- _Problem to work on_
Put everything in the listing below, from the line that contains "out the tire" down to the end of the listing, into a Markdown table with columns named Row and Line. Skip blank lines and leave the pictures out.

- _Record extracts_
----

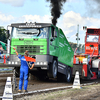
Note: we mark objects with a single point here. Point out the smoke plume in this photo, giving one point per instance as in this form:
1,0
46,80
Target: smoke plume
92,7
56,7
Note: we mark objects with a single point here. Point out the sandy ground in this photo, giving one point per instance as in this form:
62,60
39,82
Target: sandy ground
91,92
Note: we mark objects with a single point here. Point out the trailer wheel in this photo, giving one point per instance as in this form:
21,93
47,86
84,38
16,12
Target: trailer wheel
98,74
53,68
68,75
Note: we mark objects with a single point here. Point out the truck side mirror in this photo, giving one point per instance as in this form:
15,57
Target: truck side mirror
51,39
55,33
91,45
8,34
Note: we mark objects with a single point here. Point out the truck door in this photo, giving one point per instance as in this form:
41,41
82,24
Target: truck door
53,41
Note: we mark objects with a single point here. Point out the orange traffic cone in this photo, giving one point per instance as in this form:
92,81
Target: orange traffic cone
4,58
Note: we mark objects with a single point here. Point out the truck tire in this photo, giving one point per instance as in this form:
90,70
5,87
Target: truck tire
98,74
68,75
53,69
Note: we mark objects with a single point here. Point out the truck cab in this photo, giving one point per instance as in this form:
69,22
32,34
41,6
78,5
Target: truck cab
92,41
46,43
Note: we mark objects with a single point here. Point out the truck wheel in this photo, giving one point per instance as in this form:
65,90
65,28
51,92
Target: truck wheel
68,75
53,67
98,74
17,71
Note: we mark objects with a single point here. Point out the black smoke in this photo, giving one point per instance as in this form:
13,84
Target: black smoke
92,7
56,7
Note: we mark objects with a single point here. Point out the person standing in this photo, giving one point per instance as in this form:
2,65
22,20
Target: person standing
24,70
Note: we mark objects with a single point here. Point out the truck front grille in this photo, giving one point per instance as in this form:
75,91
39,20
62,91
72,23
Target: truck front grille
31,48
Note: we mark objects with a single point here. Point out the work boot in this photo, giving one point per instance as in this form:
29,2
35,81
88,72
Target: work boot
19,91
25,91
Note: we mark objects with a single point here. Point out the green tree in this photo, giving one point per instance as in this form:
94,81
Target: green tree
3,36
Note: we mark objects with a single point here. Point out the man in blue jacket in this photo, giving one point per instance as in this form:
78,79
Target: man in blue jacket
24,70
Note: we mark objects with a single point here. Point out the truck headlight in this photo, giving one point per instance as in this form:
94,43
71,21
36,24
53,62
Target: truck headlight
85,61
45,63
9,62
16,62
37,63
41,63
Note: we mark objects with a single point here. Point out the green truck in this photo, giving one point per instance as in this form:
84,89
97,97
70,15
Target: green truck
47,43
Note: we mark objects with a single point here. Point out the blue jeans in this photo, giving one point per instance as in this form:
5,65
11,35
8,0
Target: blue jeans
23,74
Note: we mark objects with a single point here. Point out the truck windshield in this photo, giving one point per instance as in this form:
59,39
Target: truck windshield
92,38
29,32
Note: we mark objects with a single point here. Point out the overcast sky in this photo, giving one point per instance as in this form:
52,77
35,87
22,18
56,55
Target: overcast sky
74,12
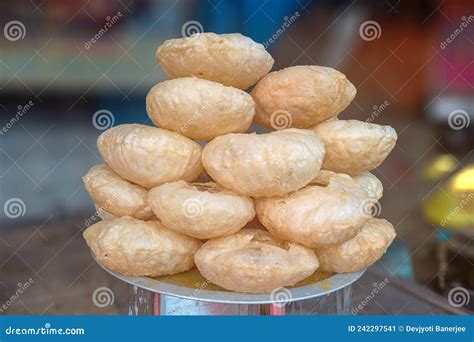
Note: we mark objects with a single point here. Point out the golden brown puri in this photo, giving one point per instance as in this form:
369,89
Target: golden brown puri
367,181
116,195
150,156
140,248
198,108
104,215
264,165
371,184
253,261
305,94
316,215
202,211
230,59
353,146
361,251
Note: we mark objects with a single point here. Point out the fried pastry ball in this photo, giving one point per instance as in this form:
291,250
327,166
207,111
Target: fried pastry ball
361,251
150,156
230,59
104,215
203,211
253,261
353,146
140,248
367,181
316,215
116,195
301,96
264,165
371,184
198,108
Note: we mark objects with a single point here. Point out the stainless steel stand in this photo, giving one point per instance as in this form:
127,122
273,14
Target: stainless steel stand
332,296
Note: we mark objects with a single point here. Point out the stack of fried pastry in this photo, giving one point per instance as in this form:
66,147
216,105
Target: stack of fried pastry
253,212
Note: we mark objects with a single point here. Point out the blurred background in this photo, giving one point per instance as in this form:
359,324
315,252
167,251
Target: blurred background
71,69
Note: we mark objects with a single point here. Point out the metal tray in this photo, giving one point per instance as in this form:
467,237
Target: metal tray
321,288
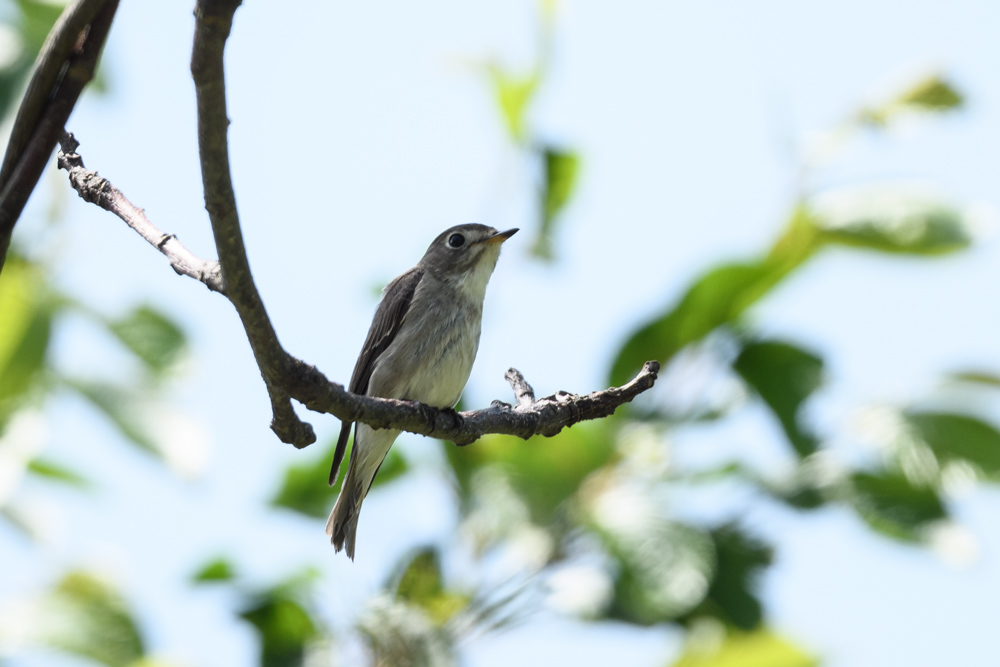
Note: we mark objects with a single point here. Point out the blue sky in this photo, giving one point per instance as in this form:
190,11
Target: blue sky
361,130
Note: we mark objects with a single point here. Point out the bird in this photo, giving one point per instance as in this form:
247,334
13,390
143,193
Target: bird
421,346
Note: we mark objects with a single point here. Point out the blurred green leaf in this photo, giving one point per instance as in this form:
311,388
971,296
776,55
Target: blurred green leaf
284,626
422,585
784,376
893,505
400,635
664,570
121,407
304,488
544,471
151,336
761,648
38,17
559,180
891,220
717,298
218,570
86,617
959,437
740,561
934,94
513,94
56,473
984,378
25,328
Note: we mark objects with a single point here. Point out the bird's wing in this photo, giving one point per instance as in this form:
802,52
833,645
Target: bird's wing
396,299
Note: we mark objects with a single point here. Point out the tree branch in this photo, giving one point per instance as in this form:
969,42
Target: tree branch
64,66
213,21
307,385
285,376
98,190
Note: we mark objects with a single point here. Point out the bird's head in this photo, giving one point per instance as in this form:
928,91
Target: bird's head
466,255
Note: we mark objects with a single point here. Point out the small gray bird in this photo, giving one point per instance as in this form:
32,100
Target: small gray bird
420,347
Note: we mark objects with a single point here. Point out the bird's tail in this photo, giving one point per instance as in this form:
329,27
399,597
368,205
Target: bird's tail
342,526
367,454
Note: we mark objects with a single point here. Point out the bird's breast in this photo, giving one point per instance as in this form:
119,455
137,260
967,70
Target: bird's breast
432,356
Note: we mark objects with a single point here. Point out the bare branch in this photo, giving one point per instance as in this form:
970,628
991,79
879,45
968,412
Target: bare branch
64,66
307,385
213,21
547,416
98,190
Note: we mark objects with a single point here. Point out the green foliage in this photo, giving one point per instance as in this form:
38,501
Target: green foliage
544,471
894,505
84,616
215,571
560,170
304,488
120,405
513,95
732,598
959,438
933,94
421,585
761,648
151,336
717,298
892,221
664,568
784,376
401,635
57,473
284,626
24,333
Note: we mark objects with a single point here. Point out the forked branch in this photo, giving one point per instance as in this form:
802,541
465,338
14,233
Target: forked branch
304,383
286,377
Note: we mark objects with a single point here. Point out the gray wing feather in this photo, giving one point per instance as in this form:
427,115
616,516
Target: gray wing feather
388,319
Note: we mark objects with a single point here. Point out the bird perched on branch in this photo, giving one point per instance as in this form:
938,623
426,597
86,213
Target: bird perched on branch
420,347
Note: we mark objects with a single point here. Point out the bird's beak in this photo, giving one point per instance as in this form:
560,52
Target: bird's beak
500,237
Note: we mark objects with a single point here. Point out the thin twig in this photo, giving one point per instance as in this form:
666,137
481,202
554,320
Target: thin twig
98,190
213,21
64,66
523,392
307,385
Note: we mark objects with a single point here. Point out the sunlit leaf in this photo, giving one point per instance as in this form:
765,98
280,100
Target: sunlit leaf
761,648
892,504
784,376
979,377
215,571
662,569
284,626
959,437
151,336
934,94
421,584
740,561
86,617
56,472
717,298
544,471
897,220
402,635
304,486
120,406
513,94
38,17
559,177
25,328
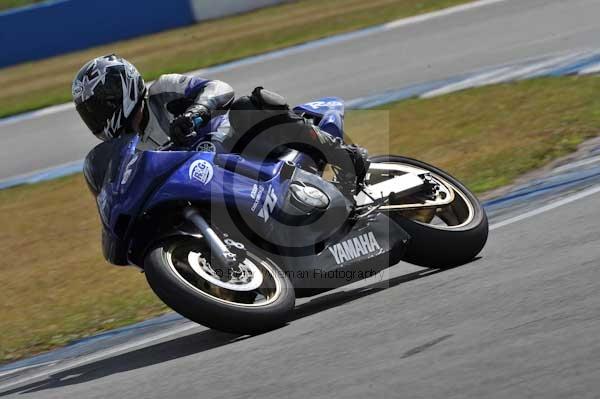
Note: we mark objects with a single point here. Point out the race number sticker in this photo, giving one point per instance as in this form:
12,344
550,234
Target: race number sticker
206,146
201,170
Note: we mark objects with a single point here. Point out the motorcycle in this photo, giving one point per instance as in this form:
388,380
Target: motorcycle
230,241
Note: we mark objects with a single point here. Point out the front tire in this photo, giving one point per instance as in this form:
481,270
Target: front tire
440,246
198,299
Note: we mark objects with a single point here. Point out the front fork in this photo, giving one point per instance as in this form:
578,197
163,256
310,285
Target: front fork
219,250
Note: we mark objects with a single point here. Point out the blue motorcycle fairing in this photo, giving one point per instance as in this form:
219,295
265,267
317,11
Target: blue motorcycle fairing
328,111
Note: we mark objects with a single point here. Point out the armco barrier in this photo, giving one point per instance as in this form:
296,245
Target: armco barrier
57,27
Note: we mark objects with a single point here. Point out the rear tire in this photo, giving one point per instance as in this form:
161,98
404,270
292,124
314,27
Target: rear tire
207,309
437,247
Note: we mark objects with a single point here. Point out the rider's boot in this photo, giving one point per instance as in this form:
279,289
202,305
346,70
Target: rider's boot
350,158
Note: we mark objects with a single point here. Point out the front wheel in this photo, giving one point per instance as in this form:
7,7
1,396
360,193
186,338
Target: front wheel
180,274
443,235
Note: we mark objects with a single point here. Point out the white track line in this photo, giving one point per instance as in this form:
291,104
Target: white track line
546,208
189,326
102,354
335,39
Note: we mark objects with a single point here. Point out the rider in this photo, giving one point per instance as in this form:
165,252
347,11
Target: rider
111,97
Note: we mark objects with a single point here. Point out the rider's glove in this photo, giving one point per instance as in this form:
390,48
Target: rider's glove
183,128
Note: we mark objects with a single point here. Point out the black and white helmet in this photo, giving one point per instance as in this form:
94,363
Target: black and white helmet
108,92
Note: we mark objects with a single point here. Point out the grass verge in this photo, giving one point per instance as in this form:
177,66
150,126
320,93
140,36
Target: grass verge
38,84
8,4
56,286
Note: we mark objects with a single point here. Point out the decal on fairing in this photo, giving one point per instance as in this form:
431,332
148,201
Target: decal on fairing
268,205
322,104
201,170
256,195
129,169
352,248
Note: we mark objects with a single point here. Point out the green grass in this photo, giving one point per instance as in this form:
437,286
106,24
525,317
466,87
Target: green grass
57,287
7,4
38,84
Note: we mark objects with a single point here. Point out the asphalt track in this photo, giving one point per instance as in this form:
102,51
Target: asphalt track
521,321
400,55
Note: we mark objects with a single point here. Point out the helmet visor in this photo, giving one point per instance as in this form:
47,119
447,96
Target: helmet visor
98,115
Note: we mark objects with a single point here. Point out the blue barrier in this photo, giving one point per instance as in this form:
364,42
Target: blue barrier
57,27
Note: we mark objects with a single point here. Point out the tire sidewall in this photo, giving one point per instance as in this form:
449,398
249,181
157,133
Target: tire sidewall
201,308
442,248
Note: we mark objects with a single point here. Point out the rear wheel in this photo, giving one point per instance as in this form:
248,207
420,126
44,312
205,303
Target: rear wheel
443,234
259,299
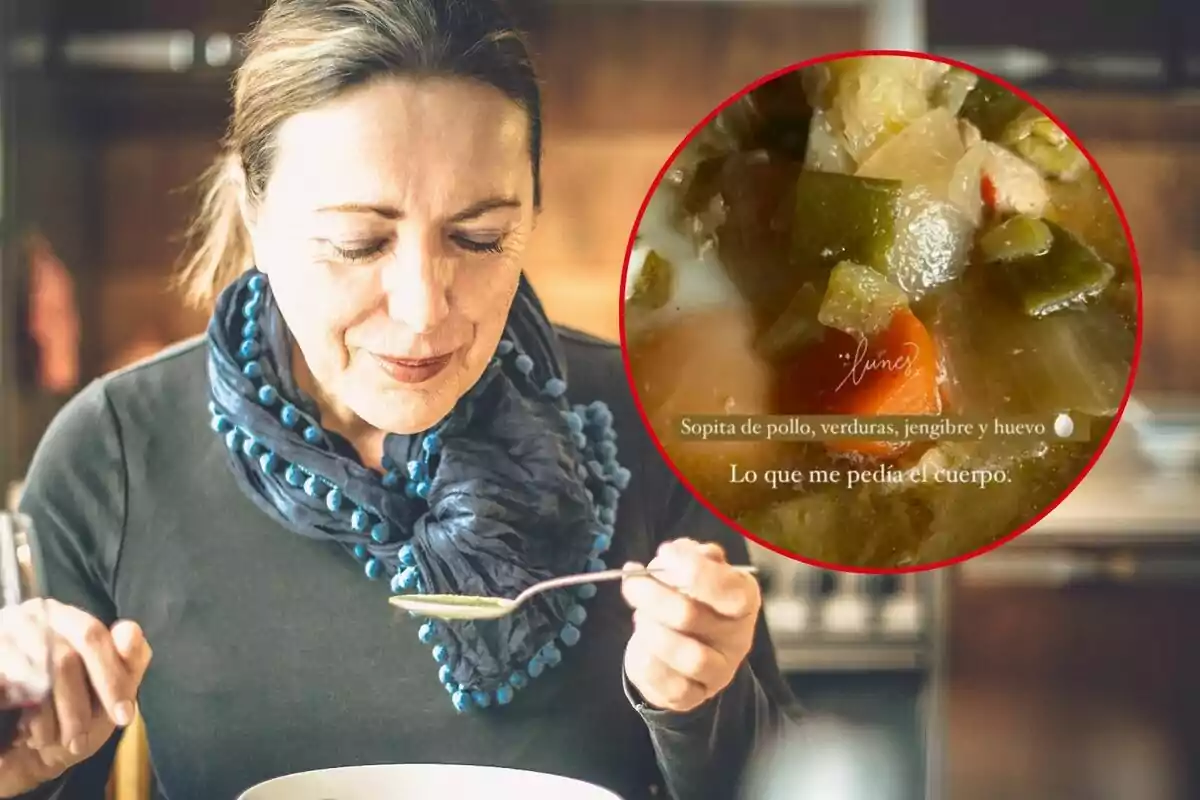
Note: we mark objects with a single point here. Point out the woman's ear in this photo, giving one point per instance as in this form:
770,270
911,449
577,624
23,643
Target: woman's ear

----

- _Output below_
| Row | Line |
|---|---|
| 1 | Note: we mark objects with a single point here. Point out the tire sidewall in this photo, giving one point per instance as in this form: |
| 2 | 449,398 |
| 3 | 249,181 |
| 4 | 157,133 |
| 5 | Target: tire sidewall |
| 6 | 201,308 |
| 7 | 442,248 |
| 8 | Note: we mark objects with a single point here. Point out the rear wheel in this photo, giving one point per instance as in this form: |
| 9 | 248,207 |
| 10 | 420,126 |
| 11 | 44,312 |
| 12 | 205,303 |
| 13 | Target: rear wheel |
| 14 | 443,234 |
| 15 | 259,299 |
| 16 | Note: we mark objects with a single point here. Point out the woman's ear in this photo, giving one point per instance as in this form: |
| 17 | 770,270 |
| 18 | 911,449 |
| 19 | 577,624 |
| 20 | 23,643 |
| 21 | Target: woman's ear |